++++ Document ++++
In a recent essay for The New York Times, Robert Malley, the special envoy for Iran from 2021 to 2023, and Stephen Wertheim, a historian of U.S. foreign policy, assessed the latest U.S. military misadventure in the Middle East, this time against Iran in a joint air and naval campaign co-authored with America’s regional ally Israel.
Like the costly and chaotic efforts by the United States to redefine reality in Iraq and Afghanistan not too many years ago, the U.S. offensive against Iran has come to strategic grief, this time only faster, they say. “The question now is whether the cycle of ineffectual American intervention has been broken, or simply taken another turn.”
The two foreign policy experts conclude that this “unnecessary, unjustified and unlawful war that…convulsed the region, battered the global economy and exasperated the American public” may in the end “bequeath an accidental gift: a lasting aversion to military conflict with Iran and a chance to replace decades of failed policy with serious diplomacy.”
May it be so, but President Trump is already showing signs of buyer’s remorse on the deal he just signed at Versailles (a site that hardly foretells diplomatic success). Already, a chorus of self-described realists and assorted war-happy members of the American and Israeli commentariat are in an uproar over the Trump retreat.
++++ Data for the task ++++
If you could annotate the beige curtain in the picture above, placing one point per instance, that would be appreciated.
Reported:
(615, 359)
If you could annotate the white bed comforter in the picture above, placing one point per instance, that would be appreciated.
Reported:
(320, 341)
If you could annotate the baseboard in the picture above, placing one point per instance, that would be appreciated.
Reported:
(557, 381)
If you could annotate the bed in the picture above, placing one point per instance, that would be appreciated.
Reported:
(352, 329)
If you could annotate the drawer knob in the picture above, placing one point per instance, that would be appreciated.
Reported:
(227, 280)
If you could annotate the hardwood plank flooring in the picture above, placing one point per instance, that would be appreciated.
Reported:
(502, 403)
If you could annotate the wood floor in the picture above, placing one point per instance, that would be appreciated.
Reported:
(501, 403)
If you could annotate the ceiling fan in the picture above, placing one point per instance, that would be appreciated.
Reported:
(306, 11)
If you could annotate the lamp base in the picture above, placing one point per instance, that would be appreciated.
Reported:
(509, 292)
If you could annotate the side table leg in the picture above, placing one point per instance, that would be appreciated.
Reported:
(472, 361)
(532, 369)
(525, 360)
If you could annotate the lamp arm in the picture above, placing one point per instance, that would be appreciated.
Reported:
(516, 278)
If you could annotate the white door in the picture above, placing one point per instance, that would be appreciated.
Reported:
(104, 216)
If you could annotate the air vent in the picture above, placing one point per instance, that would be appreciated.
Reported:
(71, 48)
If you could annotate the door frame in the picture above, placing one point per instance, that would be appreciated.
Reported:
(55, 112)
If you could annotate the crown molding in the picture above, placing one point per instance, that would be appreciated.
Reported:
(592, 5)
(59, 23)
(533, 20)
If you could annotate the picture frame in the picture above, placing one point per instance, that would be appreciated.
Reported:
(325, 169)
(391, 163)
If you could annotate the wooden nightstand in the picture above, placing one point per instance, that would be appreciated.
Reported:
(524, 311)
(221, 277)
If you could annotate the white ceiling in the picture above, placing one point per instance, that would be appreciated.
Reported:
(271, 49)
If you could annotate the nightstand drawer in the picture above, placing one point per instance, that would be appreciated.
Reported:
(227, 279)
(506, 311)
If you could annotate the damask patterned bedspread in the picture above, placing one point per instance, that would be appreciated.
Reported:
++++
** Problems **
**1)** Please find each line of the records that contains the word "white", and copy those lines out. Case counts.
**2)** Pick up the commentary on the U.S. war with Iran after its last sentence and continue writing it.

** Results by task **
**1)**
If you could annotate the white bed comforter in the picture above, placing one point per instance, that would be appreciated.
If you could annotate the white door in the picture above, placing one point per instance, that would be appreciated.
If you could annotate the white ceiling in the picture above, placing one point per instance, that would be appreciated.

**2)**
Many furiously argue that the Iran gambit failed not because the effort to permanently shut down Iran’s nuclear program by force was wrongheaded in the first place, but because not enough of the overpowering U.S. force was used. According to this analysis, Mr. Trump lost his nerve, but “success” could still be within reach if he rejoined the war and ruthlessly finished the job, presumably by putting U.S. boots on the ground in a military campaign that could drag on for years.
The indifference to what a resort to total war might mean in terms of Iranian suffering and the death and grief it would produce for U.S. service members and their families is breathtaking. But Iran hawks like John Bolton or Trump-influencer Mark Levin show no sign that they have lost their appetite for war despite the consistent failure of military interventions to achieve America’s purported strategic aims. It’s still completely possible that the unpredictable Mr. Trump could be goaded into returning to the fray, allowing this latest Mideast catastrophe to metastasize further.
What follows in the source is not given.